Print the line containing "the grey rock" and each line after it through the end, please, with nothing added.

(Dataset rows)

--

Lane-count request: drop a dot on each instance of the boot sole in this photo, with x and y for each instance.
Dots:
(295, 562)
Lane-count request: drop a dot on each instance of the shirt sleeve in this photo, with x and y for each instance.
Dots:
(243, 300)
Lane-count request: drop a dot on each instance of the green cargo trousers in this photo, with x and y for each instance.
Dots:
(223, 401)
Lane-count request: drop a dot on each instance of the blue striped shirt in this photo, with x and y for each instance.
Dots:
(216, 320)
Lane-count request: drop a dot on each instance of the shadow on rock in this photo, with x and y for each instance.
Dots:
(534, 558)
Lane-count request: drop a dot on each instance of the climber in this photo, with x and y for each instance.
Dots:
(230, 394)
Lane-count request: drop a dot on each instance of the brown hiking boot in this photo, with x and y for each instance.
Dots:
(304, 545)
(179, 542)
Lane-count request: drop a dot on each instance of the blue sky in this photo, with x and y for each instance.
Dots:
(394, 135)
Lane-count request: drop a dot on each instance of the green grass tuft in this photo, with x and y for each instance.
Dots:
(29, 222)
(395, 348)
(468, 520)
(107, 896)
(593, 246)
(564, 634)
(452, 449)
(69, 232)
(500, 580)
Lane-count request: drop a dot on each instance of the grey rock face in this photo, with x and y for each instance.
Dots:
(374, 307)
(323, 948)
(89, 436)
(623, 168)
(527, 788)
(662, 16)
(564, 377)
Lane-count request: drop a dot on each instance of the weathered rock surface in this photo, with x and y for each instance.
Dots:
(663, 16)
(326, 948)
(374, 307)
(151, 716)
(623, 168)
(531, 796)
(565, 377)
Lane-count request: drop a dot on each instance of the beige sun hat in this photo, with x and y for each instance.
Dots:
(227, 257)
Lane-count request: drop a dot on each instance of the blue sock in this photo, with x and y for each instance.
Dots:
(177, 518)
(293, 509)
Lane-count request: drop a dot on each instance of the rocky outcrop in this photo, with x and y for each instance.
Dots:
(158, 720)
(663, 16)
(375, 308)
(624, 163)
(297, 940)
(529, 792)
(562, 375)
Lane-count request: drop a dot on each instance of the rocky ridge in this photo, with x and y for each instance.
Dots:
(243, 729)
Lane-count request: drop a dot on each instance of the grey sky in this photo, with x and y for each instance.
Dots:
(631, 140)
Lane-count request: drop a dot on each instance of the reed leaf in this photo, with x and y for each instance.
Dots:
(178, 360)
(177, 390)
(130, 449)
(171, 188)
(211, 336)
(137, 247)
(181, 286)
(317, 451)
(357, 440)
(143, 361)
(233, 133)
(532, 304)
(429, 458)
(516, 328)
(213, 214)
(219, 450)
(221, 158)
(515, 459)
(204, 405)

--

◆ THE OUTPUT:
Lane-count request: drop a dot on each instance of the grey rock face in this photo, with x and y for each instance.
Dots:
(374, 307)
(323, 948)
(89, 436)
(623, 168)
(527, 788)
(662, 16)
(564, 377)
Lane-count request: drop a dot on each instance of the weathered rock surface in this photo, with x and y for each instance.
Dots:
(663, 16)
(326, 948)
(374, 307)
(151, 716)
(623, 168)
(531, 796)
(565, 377)
Lane-count request: drop a dot on each instance of the beige sun hat in this photo, with x and y for each instance.
Dots:
(227, 257)
Lane-count request: drop a dot on each instance of the blue sock in this photo, with x and y for each instance.
Dots:
(177, 518)
(293, 509)
Lane-count request: drop a dot on each instance of the rocky outcrop in this photo, with x and y for each instance.
Dots:
(158, 720)
(663, 16)
(375, 308)
(624, 163)
(297, 940)
(529, 792)
(562, 375)
Lane-count request: drop a dot on each instance of the rocky ridge in this photo, with x and y for each instance.
Dots:
(243, 729)
Lane-count request: drop a dot on each instance of the grey sky in this photo, with x and y for each instance.
Dots:
(631, 140)
Lane-count request: drop a dot on each instance of the reed leaf in this photo, with x and y for each instance.
Dots:
(178, 360)
(177, 390)
(130, 449)
(171, 188)
(211, 336)
(137, 247)
(181, 286)
(317, 451)
(357, 440)
(143, 361)
(233, 133)
(532, 304)
(429, 458)
(516, 328)
(213, 214)
(219, 450)
(221, 158)
(515, 459)
(204, 405)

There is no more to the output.